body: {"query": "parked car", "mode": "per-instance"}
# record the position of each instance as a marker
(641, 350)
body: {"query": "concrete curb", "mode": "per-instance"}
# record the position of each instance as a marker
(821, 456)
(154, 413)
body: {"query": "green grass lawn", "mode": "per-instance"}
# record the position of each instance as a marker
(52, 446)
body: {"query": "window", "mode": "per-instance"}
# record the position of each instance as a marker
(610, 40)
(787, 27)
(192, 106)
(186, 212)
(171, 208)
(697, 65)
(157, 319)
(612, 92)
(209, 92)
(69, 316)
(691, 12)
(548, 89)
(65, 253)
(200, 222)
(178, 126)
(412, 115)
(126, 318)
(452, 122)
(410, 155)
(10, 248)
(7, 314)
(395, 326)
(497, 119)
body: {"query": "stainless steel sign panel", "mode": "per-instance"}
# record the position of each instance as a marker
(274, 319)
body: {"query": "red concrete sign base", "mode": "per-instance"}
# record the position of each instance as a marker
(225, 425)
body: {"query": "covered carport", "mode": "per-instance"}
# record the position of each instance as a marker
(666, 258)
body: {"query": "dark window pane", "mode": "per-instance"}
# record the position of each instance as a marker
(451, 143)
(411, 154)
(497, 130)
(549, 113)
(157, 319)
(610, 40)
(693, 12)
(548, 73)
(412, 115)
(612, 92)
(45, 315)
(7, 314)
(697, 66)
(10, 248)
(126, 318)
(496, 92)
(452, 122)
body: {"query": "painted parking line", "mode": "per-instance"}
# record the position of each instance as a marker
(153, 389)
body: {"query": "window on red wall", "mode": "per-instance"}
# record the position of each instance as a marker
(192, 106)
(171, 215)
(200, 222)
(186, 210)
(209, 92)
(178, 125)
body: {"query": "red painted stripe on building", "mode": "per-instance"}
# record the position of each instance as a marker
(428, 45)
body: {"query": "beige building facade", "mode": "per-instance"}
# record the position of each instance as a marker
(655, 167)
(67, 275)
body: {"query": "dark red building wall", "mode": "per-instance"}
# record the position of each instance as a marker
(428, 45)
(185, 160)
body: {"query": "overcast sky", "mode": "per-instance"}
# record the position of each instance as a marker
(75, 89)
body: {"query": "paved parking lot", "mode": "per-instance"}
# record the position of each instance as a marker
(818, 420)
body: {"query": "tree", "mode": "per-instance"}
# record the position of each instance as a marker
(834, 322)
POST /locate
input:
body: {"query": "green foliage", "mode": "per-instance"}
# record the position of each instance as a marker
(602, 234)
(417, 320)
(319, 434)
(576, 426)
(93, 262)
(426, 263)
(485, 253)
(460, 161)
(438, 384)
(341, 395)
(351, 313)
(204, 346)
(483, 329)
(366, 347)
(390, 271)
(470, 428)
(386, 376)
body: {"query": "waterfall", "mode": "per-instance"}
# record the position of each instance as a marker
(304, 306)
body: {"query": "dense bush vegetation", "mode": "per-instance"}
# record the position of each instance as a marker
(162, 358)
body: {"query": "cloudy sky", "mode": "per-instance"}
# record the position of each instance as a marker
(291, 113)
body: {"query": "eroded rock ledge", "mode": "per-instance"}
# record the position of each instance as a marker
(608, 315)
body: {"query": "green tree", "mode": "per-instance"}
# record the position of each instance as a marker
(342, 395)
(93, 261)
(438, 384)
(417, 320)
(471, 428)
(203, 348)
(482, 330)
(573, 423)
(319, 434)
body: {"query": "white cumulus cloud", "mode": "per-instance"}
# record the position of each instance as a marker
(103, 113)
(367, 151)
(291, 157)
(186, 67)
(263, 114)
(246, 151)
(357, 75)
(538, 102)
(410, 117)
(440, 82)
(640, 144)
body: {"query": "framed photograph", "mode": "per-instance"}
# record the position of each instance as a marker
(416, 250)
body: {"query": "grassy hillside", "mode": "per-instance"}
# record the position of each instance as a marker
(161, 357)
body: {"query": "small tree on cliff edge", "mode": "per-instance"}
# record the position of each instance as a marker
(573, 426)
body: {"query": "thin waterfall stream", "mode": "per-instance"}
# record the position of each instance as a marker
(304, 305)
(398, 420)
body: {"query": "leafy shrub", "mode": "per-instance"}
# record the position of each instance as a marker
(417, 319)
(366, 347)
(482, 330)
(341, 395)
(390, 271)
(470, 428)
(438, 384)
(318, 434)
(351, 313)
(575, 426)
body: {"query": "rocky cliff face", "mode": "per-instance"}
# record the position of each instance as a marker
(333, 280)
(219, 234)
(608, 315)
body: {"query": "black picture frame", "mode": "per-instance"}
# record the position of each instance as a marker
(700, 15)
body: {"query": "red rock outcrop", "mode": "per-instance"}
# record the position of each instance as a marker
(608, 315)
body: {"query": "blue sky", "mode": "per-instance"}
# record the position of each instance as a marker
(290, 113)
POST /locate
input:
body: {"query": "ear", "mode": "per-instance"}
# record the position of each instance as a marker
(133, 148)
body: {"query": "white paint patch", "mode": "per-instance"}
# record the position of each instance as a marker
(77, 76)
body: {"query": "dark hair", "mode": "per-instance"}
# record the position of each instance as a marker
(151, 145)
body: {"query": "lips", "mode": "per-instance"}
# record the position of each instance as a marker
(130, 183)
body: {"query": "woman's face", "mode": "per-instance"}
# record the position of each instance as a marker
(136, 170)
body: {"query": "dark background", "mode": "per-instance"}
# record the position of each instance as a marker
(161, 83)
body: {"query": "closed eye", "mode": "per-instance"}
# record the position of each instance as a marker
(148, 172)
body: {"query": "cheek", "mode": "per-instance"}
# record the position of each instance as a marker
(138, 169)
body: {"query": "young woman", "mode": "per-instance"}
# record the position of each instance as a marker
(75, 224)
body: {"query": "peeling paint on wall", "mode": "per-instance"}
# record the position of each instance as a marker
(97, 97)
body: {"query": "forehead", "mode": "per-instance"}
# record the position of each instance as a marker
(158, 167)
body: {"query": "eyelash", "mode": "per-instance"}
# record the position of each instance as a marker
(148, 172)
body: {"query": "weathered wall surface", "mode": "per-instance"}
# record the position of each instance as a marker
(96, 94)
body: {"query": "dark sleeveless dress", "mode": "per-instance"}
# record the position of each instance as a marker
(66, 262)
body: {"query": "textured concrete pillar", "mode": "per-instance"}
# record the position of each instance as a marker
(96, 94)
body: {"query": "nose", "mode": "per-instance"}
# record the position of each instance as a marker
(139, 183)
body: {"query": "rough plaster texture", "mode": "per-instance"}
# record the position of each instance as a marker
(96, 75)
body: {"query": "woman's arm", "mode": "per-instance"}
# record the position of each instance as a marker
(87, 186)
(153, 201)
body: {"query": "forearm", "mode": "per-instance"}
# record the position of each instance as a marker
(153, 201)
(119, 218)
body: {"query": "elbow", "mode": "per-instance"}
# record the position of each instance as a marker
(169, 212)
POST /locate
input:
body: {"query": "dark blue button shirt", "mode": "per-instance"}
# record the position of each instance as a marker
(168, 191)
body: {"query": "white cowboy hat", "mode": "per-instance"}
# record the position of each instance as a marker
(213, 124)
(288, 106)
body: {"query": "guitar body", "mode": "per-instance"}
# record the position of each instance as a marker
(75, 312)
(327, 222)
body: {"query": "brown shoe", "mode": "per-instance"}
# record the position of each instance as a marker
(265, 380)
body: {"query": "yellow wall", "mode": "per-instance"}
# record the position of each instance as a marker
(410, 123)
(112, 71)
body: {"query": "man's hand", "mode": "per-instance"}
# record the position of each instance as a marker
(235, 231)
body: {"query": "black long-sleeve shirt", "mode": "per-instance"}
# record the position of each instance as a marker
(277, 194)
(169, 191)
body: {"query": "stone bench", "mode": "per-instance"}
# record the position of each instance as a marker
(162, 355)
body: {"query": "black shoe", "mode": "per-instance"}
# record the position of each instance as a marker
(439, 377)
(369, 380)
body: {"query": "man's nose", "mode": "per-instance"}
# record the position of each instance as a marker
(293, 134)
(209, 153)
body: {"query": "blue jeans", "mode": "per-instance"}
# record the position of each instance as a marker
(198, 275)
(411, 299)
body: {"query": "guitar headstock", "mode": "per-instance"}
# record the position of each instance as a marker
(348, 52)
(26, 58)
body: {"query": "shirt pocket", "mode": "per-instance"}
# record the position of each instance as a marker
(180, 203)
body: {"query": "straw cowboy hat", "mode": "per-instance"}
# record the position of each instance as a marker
——
> _EXERCISE DETAILS_: Using the listing above, work out the number of lines that include "shirt". The reply is that number alone.

> _EXERCISE RESPONSE_: 3